- [Provided information]:
※
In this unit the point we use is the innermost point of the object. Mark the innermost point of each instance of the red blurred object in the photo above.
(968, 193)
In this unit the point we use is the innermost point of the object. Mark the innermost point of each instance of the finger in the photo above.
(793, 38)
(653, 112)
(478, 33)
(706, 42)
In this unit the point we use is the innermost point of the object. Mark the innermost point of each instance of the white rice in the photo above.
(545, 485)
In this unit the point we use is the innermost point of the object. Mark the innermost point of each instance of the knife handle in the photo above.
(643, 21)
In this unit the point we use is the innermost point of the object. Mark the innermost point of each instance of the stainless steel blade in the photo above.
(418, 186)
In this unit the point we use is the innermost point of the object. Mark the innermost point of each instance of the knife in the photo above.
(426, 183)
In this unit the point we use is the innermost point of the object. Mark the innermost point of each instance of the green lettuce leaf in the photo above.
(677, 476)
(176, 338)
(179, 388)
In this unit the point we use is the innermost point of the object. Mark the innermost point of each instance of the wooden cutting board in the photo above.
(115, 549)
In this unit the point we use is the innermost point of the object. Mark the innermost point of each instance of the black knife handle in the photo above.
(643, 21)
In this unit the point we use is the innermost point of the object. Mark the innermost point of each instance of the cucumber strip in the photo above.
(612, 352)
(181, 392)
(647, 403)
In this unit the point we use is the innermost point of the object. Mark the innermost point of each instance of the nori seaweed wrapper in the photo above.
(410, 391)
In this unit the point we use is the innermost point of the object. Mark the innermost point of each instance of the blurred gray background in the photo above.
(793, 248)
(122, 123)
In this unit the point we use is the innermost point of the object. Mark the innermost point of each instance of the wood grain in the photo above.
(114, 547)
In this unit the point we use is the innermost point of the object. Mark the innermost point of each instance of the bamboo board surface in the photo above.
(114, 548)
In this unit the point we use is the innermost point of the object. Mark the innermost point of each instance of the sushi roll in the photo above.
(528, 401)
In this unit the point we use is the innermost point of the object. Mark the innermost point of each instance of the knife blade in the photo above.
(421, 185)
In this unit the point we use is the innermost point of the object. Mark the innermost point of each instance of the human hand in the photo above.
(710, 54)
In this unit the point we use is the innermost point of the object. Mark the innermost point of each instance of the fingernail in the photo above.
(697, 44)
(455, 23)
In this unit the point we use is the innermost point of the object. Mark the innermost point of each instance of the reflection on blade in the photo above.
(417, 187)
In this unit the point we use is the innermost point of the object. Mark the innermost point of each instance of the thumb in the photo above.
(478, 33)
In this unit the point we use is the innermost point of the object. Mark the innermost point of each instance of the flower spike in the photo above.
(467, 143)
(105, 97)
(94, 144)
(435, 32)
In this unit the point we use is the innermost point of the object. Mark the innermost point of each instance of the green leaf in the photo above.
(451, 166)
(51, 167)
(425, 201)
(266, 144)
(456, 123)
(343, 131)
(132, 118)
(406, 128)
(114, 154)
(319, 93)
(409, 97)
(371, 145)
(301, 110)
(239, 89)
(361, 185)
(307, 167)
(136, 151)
※
- [Task]: Could you return all the data above exactly as it appears?

- [Exercise output]:
In this unit the point we use is the innermost point of the object. Mark the innermost point of each instance of the red blurred object in the photo above.
(968, 193)
In this unit the point we use is the innermost point of the object. Mark the innermost point of each instance of the finger in the photo above.
(793, 38)
(653, 112)
(478, 33)
(706, 42)
In this unit the point we use is the innermost point of the object. Mark the innermost point of each instance of the white rice in the photo above.
(545, 485)
In this unit the point we use is the innermost point of the object. Mark the innermost point of each instance of the knife handle in the photo above.
(643, 21)
In this unit the point we use is the innermost point of the object. Mark the innermost point of each instance of the stainless steel blade in the photo above.
(418, 186)
In this unit the point we use is the innermost point of the object. Mark the innermost point of each instance of the knife in the photo above.
(426, 183)
In this unit the point we use is the innermost point of the object. Mark the innermost point of each instance of the green lettuce leaf in the photo above.
(677, 476)
(176, 338)
(179, 388)
In this unit the point we use is the innermost point of the object. Mark the innermost point of each instance of the wooden cutting board in the photo above.
(115, 549)
In this unit the point we use is the innermost point of the object. Mark the innermost point of each instance of the black knife handle in the photo above.
(643, 21)
In this unit the point we use is the innermost point of the object. Mark the innermost point of each instance of the cucumber strip in the photo above.
(612, 352)
(181, 392)
(647, 403)
In this unit the point we use is the innermost point of the object. Mark the innermost point of each instance of the nori seaweed wrapper in the photo above.
(410, 391)
In this unit the point we use is the innermost point of the object. Mark the innermost point of each instance of the blurred gray background in the photo above.
(793, 248)
(122, 123)
In this unit the point we use is the innermost point of the object. Mark the innermost point of each instance of the wood grain in the photo above.
(114, 547)
In this unit the point we use is the innermost point of the object. Mark the innermost point of each instance of the bamboo board surface in the photo above.
(114, 548)
In this unit the point we use is the innermost point of the object. Mark the innermost point of each instance of the sushi roll in the photo above.
(528, 401)
In this unit the point we use is the innermost point of the object. Mark the innermost point of each instance of the knife blade in the photo above.
(421, 185)
In this unit the point we use is the innermost point of the object. Mark the innermost point of each instance of the human hand in the photo above.
(710, 54)
In this unit the point we use is the innermost point of the object. Mark the innermost point of each instance of the fingernail in the photo above.
(697, 44)
(455, 23)
In this unit the point we use is the innermost point of the object. Mark the innermost point of each instance of the reflection on blade in the photo above.
(417, 187)
In this unit the point we use is the innermost point of the object. Mark the innermost point of each instance of the thumb in the photo above.
(478, 33)
In this unit the point we use is the innermost point of the object. Mark the innermost point of each instance of the flower spike in the photo above.
(467, 143)
(105, 97)
(94, 144)
(435, 32)
In this unit the point we use is the innermost point of the object. Mark the innermost point of each instance of the green leaf in the photo above.
(451, 166)
(51, 167)
(425, 201)
(266, 144)
(456, 123)
(343, 131)
(132, 118)
(406, 128)
(114, 154)
(319, 93)
(409, 97)
(371, 145)
(301, 110)
(239, 89)
(361, 185)
(307, 167)
(136, 151)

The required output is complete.